[RECORDS SUPPLIED — start]
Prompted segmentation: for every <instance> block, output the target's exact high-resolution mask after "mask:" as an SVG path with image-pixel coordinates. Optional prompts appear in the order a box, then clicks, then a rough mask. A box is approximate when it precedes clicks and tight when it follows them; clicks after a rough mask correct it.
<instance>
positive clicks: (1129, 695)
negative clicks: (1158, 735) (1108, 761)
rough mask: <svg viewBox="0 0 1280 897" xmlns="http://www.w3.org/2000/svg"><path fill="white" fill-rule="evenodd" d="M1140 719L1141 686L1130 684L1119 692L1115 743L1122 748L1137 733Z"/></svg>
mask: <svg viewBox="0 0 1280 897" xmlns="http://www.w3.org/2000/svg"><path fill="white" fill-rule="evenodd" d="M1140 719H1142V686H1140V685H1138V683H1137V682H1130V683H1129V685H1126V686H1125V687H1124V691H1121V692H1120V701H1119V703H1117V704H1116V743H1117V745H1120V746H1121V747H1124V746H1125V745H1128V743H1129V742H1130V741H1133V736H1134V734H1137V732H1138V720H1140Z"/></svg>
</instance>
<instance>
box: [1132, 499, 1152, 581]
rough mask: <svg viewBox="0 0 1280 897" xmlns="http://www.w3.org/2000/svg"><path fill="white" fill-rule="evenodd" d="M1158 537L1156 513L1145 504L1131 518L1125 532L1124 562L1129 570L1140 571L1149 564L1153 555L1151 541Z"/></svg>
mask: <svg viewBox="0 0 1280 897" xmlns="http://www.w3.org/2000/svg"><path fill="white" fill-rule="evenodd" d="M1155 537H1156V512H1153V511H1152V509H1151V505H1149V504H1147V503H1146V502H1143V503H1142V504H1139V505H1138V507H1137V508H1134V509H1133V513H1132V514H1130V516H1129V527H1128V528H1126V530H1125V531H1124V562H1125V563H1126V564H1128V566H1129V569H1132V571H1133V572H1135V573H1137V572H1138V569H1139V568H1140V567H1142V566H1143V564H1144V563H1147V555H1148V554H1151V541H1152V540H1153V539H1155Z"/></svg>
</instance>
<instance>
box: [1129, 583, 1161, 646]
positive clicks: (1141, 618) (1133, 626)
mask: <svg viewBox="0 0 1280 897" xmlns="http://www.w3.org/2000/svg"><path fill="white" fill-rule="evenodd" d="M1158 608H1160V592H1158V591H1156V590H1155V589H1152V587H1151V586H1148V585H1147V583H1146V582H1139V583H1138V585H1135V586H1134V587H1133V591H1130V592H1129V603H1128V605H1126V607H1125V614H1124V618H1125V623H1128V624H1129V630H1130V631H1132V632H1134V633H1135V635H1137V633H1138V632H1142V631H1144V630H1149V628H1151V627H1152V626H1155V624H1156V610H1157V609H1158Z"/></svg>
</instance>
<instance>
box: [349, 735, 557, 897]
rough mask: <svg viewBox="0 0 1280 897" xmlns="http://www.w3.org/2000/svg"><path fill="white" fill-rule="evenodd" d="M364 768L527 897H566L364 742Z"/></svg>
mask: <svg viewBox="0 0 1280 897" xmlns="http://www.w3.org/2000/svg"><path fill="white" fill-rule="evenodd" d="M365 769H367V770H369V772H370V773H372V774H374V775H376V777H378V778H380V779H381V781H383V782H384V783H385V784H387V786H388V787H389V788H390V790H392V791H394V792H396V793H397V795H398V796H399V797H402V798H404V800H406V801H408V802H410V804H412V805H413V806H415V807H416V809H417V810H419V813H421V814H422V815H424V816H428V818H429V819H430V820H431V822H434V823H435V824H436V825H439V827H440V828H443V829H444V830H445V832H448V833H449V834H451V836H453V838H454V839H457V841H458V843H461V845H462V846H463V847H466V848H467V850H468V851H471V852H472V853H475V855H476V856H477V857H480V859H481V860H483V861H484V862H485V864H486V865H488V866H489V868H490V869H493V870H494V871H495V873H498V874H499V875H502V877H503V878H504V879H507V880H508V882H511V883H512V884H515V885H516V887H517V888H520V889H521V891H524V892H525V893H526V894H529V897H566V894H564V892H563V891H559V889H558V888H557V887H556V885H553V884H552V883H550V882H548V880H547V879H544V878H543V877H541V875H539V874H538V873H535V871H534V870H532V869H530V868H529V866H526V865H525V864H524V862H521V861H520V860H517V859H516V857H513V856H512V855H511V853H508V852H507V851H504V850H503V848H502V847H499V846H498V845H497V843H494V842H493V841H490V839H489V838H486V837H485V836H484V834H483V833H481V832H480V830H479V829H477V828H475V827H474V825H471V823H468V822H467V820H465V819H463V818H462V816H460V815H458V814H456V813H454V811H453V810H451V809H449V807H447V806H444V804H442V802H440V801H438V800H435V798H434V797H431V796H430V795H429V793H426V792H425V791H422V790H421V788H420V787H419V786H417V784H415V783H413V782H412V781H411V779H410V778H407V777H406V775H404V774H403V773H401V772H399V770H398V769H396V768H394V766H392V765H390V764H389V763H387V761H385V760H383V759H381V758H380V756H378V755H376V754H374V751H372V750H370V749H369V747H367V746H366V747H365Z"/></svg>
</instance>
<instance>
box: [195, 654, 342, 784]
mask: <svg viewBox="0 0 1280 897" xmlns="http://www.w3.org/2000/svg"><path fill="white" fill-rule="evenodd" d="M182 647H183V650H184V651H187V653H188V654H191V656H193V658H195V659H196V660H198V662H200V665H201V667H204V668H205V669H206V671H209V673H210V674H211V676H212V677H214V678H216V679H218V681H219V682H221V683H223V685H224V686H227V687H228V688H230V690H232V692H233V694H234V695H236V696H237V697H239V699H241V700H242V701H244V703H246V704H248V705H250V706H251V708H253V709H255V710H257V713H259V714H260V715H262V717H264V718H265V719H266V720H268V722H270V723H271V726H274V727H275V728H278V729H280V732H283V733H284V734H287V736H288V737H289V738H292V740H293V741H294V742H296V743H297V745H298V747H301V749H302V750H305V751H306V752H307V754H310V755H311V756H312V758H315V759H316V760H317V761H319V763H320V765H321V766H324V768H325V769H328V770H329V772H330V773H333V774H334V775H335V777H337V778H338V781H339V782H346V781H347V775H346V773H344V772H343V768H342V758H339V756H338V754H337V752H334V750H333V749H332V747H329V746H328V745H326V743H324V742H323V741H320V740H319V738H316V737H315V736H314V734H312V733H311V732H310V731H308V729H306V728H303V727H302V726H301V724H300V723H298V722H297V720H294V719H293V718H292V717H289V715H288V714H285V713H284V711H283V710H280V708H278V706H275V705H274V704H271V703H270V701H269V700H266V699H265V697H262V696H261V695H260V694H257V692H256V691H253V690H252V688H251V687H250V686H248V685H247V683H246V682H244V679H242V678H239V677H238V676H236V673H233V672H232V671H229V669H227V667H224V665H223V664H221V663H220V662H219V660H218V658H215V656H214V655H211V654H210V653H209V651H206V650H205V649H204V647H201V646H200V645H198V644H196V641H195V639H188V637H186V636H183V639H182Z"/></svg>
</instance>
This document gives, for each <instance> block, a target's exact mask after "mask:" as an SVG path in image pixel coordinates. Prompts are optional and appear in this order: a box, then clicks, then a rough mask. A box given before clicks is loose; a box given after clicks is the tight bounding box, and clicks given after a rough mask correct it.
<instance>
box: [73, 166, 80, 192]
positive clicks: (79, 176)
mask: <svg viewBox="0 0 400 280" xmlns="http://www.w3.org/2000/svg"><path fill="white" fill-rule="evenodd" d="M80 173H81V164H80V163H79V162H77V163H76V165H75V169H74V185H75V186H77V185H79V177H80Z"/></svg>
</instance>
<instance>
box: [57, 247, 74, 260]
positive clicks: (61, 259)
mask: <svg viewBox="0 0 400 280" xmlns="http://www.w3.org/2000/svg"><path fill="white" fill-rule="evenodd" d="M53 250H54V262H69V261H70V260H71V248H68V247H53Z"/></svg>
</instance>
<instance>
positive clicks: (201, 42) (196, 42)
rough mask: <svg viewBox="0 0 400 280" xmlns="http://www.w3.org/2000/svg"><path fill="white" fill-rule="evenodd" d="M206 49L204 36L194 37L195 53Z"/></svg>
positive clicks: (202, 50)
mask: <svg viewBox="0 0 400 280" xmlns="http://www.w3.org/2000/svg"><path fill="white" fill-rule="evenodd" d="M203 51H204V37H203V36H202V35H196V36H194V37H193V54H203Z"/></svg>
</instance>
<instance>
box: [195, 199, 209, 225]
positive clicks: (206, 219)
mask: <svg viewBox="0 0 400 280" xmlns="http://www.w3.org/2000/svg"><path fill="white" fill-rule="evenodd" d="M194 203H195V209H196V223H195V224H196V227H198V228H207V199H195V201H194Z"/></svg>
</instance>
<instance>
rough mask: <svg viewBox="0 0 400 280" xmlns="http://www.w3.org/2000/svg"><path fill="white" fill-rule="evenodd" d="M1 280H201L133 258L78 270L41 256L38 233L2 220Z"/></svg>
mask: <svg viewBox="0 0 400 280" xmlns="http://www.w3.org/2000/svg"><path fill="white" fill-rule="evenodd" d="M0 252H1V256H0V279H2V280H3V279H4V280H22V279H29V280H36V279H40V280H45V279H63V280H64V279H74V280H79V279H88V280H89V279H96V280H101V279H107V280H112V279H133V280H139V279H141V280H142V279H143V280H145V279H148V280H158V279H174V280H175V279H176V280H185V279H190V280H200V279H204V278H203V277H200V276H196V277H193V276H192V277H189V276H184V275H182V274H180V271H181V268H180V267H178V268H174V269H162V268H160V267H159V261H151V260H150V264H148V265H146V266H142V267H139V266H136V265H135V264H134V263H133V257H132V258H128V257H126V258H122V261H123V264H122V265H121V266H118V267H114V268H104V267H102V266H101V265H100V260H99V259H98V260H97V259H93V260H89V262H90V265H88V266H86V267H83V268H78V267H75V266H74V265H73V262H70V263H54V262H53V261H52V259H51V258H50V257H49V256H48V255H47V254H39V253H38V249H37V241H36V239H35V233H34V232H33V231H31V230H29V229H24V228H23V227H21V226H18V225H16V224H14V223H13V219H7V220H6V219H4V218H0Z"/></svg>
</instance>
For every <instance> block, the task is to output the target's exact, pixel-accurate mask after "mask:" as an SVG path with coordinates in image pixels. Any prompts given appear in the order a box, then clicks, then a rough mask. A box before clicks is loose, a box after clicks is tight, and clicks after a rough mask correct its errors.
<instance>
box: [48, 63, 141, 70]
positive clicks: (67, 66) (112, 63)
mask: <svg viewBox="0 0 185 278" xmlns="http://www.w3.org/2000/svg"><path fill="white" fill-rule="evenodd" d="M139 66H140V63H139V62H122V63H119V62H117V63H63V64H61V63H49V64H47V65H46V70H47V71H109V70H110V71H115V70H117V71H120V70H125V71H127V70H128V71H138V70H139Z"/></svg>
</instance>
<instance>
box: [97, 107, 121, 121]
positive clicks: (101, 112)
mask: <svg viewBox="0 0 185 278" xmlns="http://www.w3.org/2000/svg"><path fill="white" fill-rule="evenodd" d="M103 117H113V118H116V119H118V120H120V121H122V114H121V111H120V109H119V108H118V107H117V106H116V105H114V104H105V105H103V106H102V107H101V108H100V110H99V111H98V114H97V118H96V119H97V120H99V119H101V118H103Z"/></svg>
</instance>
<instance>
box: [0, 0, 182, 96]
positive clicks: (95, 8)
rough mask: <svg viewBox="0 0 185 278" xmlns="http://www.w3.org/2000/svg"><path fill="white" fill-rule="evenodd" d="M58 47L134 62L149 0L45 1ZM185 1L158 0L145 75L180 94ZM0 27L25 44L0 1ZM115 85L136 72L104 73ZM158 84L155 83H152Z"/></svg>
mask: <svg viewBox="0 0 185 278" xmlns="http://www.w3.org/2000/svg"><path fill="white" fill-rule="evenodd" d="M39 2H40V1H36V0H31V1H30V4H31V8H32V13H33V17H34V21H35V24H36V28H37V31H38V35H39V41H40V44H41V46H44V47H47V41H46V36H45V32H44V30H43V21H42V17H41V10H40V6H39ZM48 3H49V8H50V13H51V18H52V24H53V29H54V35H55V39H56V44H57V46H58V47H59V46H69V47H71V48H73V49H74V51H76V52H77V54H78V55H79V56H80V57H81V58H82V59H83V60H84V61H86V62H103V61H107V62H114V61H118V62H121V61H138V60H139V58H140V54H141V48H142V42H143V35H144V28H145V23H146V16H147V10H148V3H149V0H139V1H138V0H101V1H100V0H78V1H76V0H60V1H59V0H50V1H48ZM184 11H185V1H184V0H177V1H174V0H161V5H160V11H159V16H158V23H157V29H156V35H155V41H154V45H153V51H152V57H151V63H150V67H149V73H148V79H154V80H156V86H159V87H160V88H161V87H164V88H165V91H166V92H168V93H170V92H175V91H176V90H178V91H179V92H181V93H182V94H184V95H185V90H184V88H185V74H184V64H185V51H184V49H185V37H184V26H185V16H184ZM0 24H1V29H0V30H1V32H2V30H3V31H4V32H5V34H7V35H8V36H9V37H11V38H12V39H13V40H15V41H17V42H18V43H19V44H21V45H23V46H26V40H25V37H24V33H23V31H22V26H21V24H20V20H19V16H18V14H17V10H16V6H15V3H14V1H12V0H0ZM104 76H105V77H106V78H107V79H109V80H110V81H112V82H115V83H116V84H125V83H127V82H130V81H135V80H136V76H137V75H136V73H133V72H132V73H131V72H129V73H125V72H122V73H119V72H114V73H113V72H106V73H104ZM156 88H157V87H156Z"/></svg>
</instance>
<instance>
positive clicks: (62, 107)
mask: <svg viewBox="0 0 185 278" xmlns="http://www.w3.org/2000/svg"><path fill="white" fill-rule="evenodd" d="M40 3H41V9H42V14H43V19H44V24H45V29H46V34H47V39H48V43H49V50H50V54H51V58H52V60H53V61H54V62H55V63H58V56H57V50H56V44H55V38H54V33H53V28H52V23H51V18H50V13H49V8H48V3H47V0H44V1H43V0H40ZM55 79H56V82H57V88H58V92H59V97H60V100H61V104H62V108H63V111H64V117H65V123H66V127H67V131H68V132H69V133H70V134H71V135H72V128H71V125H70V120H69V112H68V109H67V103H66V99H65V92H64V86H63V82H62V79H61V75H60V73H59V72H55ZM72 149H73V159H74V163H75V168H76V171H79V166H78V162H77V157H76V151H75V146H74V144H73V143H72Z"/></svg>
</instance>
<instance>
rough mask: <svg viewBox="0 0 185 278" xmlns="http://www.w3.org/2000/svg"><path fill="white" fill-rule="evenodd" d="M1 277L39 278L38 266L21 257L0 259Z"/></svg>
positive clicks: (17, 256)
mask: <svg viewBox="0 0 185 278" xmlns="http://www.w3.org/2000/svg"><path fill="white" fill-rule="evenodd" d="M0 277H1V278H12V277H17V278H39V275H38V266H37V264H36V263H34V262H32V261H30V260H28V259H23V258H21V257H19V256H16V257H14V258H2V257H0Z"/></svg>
[RECORDS SUPPLIED — finish]
# TO DO
The output must consist solely of the lines from the first line of the records through the line containing "negative clicks: (1158, 735) (1108, 761)", reproduced exactly.

# EXPECTED ANSWER
Prompted segmentation: for every <instance> block, output the target's exact high-resolution mask after "mask:" as an SVG path with image-pixel coordinates. Optional prompts appear in the order a box, then clicks, then a rough mask. A box is approximate when it precedes clicks and tight when it follows them; clicks after a rough mask correct it.
<instance>
positive clicks: (1129, 695)
negative clicks: (1158, 735) (1108, 761)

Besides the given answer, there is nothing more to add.